··· TRECHO DO DOCUMENTO ···
A IA não pode poder tudo nem
determinar tudo…. Com ela está em jogo o lugar da pessoa humana na Criação. De
acordo com os especialistas da UE, também se deveria impedir a criação de uma
consciência artificial com sentimentos humanos (Coisa propriamente impossível:
uma inteligência artificial alienada da humanidade e fora do controle humano
poderia até destruir os seres humanos).
No caso de sistemas inteligentes
poderem criar uma utopia restaria a questão se essa utopia não seria só para
uma elite. Será difícil de evitar a criação de massas proletárias e de pessoas
carenciadas a viver na dependência total. O saber tecnológico e de assistência
a tais sistemas será tão elevado que levará a criar poucos centros de apoio com
uma burocracia tecnológica de difícil acesso e deste modo monopólios que virão
dar razão a algumas teses de Karl Marx, só que numa outra perspectiva de um totalitarismo
comunista sócio do capitalismo de Estado (talvez no sentido de um modelo
chinês).
··· REGISTROS APRESENTADOS ···
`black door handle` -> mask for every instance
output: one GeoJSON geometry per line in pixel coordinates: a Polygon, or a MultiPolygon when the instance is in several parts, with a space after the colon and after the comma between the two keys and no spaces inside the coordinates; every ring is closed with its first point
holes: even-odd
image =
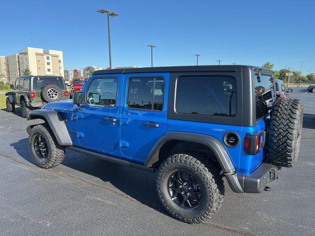
{"type": "Polygon", "coordinates": [[[158,128],[159,126],[158,124],[156,123],[150,123],[149,122],[145,122],[143,124],[146,126],[153,127],[153,128],[158,128]]]}
{"type": "Polygon", "coordinates": [[[116,118],[113,118],[111,117],[105,117],[104,118],[104,120],[106,121],[116,122],[117,120],[116,118]]]}

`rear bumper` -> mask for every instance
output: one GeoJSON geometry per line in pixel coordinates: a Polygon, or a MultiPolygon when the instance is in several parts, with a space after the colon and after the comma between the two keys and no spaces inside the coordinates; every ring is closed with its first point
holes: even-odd
{"type": "Polygon", "coordinates": [[[278,178],[279,169],[271,164],[262,163],[249,175],[226,175],[232,190],[237,193],[260,193],[269,182],[278,178]]]}

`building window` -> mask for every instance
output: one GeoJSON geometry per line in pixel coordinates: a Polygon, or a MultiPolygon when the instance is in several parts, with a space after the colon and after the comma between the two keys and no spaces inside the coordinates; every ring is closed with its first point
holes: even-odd
{"type": "Polygon", "coordinates": [[[162,78],[130,78],[128,89],[128,107],[161,111],[163,108],[164,84],[164,79],[162,78]]]}

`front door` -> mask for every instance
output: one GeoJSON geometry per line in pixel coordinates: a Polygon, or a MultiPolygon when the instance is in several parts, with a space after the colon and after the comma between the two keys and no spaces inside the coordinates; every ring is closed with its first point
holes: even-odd
{"type": "Polygon", "coordinates": [[[127,74],[121,115],[122,153],[143,163],[165,132],[168,73],[127,74]]]}
{"type": "Polygon", "coordinates": [[[94,76],[83,91],[78,107],[77,137],[80,145],[100,152],[113,151],[119,141],[119,96],[122,75],[94,76]]]}

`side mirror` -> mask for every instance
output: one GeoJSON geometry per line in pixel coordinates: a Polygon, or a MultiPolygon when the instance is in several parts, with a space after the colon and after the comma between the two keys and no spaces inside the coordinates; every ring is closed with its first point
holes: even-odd
{"type": "Polygon", "coordinates": [[[72,101],[73,101],[73,103],[77,104],[78,107],[84,107],[82,92],[73,92],[72,94],[72,101]]]}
···
(A TAREFA):
Segundo o trecho do documento, o que os especialistas da UE consideram que também se deveria impedir?

(RESULTADO DO EXERCÍCIO):
A criação de uma consciência artificial com sentimentos humanos.